WRITTEN TASK 1: Which lines of the entries below contain the string "dark"? Pick out each such line and copy it in full, treating uppercase and lowercase as different.

EXCERPTED TEXT:
------
VelocityAutoCorrelations.py

# Mantid Repository : https://github.com/mantidproject/mantid
#
# Copyright © 2018 ISIS Rutherford Appleton Laboratory UKRI,
#   NScD Oak Ridge National Laboratory, European Spallation Source,
#   Institut Laue - Langevin & CSNS, Institute of High Energy Physics, CAS
# SPDX - License - Identifier: GPL - 3.0 +
# pylint: disable=too-many-branches,too-many-locals, invalid-name
from mantid.simpleapi import *
from mantid.kernel import *
from mantid.api import *

from scipy.io import netcdf
import numpy as np
import re
import time


class VelocityAutoCorrelations(PythonAlgorithm):

    def category(self):
        return "Simulation"

    def summary(self):
        return ("Imports trajectory data from an nMoldyn-generated .nc file and calculates velocity auto-correlations."
                "Analogous in some respects to the algorithm found in nMoldyn. Timestep must be specified in femtoseconds.")

    def PyInit(self):
        self.declareProperty(FileProperty('InputFile','',action=FileAction.Load),doc="Input .nc file with an MMTK trajectory")

        self.declareProperty("Timestep", "1.0", direction=Direction.Input,
                             doc="Specify the timestep between trajectory points in the simulation in fs")

        self.declareProperty(WorkspaceProperty('OutputWorkspace','',direction=Direction.Output),doc="Output workspace name")

    def PyExec(self):

        # Get file path
        file_name=self.getPropertyValue("InputFile")

        # Load trajectory file
        trajectory=netcdf.netcdf_file(file_name,mode="r")

        logger.information("Loading particle id's and coordinate array...")
        start_time=time.time()
------
RECORDS FOR PROCESSING:
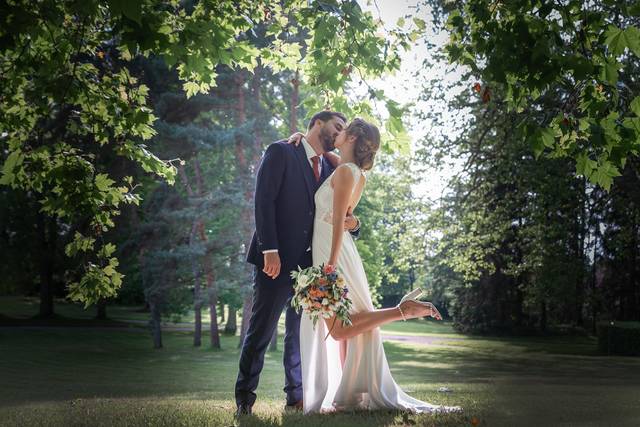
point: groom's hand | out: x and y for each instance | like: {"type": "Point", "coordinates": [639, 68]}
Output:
{"type": "Point", "coordinates": [350, 222]}
{"type": "Point", "coordinates": [271, 264]}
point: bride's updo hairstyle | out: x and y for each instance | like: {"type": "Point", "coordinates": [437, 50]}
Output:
{"type": "Point", "coordinates": [367, 142]}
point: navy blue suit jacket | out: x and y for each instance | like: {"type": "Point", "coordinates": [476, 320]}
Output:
{"type": "Point", "coordinates": [284, 204]}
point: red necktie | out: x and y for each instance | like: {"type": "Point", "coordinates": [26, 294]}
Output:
{"type": "Point", "coordinates": [316, 167]}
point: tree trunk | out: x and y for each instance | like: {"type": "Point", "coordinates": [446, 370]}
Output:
{"type": "Point", "coordinates": [214, 333]}
{"type": "Point", "coordinates": [195, 267]}
{"type": "Point", "coordinates": [231, 326]}
{"type": "Point", "coordinates": [47, 232]}
{"type": "Point", "coordinates": [580, 235]}
{"type": "Point", "coordinates": [101, 313]}
{"type": "Point", "coordinates": [197, 291]}
{"type": "Point", "coordinates": [543, 316]}
{"type": "Point", "coordinates": [155, 323]}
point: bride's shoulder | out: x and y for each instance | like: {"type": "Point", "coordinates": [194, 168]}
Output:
{"type": "Point", "coordinates": [345, 171]}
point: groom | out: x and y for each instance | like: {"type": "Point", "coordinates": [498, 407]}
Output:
{"type": "Point", "coordinates": [287, 180]}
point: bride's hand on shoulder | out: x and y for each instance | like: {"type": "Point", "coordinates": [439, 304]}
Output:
{"type": "Point", "coordinates": [414, 309]}
{"type": "Point", "coordinates": [296, 138]}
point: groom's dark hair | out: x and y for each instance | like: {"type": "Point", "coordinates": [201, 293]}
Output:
{"type": "Point", "coordinates": [325, 116]}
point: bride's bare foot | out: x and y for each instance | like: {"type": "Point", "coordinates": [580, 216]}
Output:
{"type": "Point", "coordinates": [414, 309]}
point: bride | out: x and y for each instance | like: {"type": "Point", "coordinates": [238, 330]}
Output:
{"type": "Point", "coordinates": [349, 369]}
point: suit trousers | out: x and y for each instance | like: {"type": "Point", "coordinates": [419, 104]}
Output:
{"type": "Point", "coordinates": [270, 297]}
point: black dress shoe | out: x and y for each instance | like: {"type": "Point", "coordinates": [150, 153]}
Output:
{"type": "Point", "coordinates": [243, 409]}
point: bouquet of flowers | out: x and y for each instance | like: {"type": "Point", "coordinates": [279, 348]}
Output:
{"type": "Point", "coordinates": [321, 292]}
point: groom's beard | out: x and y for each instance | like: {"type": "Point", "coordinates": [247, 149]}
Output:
{"type": "Point", "coordinates": [327, 141]}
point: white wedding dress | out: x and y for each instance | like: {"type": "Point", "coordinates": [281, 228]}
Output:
{"type": "Point", "coordinates": [366, 381]}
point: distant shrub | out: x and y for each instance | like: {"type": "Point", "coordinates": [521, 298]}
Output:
{"type": "Point", "coordinates": [620, 338]}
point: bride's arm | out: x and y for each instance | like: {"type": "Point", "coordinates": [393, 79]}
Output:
{"type": "Point", "coordinates": [343, 182]}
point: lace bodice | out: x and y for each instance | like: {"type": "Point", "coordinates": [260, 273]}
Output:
{"type": "Point", "coordinates": [324, 195]}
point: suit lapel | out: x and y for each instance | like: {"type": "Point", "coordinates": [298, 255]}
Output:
{"type": "Point", "coordinates": [309, 179]}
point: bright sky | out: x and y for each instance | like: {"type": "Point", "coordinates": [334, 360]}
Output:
{"type": "Point", "coordinates": [405, 87]}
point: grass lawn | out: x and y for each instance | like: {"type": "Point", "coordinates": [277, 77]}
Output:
{"type": "Point", "coordinates": [113, 377]}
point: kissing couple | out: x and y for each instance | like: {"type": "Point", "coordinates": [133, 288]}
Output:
{"type": "Point", "coordinates": [304, 202]}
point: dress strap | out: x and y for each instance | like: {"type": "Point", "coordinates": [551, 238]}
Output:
{"type": "Point", "coordinates": [355, 171]}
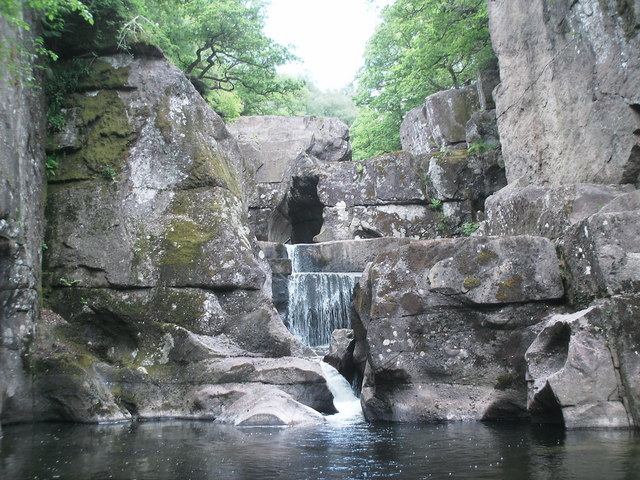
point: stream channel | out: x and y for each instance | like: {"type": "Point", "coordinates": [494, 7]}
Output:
{"type": "Point", "coordinates": [346, 447]}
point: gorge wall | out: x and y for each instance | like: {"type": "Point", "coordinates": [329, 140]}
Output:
{"type": "Point", "coordinates": [469, 328]}
{"type": "Point", "coordinates": [22, 187]}
{"type": "Point", "coordinates": [157, 298]}
{"type": "Point", "coordinates": [568, 106]}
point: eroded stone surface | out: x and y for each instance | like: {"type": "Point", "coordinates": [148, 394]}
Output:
{"type": "Point", "coordinates": [574, 368]}
{"type": "Point", "coordinates": [568, 102]}
{"type": "Point", "coordinates": [439, 124]}
{"type": "Point", "coordinates": [152, 264]}
{"type": "Point", "coordinates": [429, 352]}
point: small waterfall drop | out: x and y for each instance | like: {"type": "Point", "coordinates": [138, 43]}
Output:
{"type": "Point", "coordinates": [347, 404]}
{"type": "Point", "coordinates": [319, 302]}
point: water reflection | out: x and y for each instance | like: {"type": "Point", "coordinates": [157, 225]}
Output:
{"type": "Point", "coordinates": [200, 450]}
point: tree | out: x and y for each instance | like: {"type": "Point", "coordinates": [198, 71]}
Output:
{"type": "Point", "coordinates": [220, 45]}
{"type": "Point", "coordinates": [421, 47]}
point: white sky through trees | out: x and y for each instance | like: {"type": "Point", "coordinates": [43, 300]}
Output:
{"type": "Point", "coordinates": [328, 35]}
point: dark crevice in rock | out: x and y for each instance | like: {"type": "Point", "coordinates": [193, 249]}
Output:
{"type": "Point", "coordinates": [298, 217]}
{"type": "Point", "coordinates": [631, 172]}
{"type": "Point", "coordinates": [546, 409]}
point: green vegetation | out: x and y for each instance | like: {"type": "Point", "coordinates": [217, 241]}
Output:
{"type": "Point", "coordinates": [52, 164]}
{"type": "Point", "coordinates": [468, 228]}
{"type": "Point", "coordinates": [69, 283]}
{"type": "Point", "coordinates": [480, 147]}
{"type": "Point", "coordinates": [19, 61]}
{"type": "Point", "coordinates": [435, 204]}
{"type": "Point", "coordinates": [421, 47]}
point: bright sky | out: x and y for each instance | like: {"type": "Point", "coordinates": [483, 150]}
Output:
{"type": "Point", "coordinates": [328, 35]}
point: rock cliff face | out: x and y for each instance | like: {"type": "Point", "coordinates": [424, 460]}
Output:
{"type": "Point", "coordinates": [568, 106]}
{"type": "Point", "coordinates": [533, 316]}
{"type": "Point", "coordinates": [275, 148]}
{"type": "Point", "coordinates": [442, 326]}
{"type": "Point", "coordinates": [160, 294]}
{"type": "Point", "coordinates": [21, 223]}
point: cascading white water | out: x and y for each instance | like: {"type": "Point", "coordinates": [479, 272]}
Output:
{"type": "Point", "coordinates": [347, 404]}
{"type": "Point", "coordinates": [319, 302]}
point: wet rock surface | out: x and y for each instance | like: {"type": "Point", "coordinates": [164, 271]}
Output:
{"type": "Point", "coordinates": [152, 265]}
{"type": "Point", "coordinates": [567, 104]}
{"type": "Point", "coordinates": [444, 324]}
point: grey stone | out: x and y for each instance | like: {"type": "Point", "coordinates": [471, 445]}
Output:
{"type": "Point", "coordinates": [413, 136]}
{"type": "Point", "coordinates": [340, 354]}
{"type": "Point", "coordinates": [602, 256]}
{"type": "Point", "coordinates": [551, 211]}
{"type": "Point", "coordinates": [272, 142]}
{"type": "Point", "coordinates": [265, 406]}
{"type": "Point", "coordinates": [152, 263]}
{"type": "Point", "coordinates": [482, 128]}
{"type": "Point", "coordinates": [457, 176]}
{"type": "Point", "coordinates": [568, 101]}
{"type": "Point", "coordinates": [572, 373]}
{"type": "Point", "coordinates": [429, 353]}
{"type": "Point", "coordinates": [440, 123]}
{"type": "Point", "coordinates": [22, 190]}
------
WRITTEN TASK 2: Which properties does the PyInit method in the script above declare? Give the name of each one.

EXPECTED ANSWER 1:
point: groom's dark hair | out: x and y for each instance | like: {"type": "Point", "coordinates": [201, 293]}
point: dark crevice in rock | out: x and y for each instance | like: {"type": "Point", "coordinates": [193, 249]}

EXPECTED ANSWER 2: InputFile, Timestep, OutputWorkspace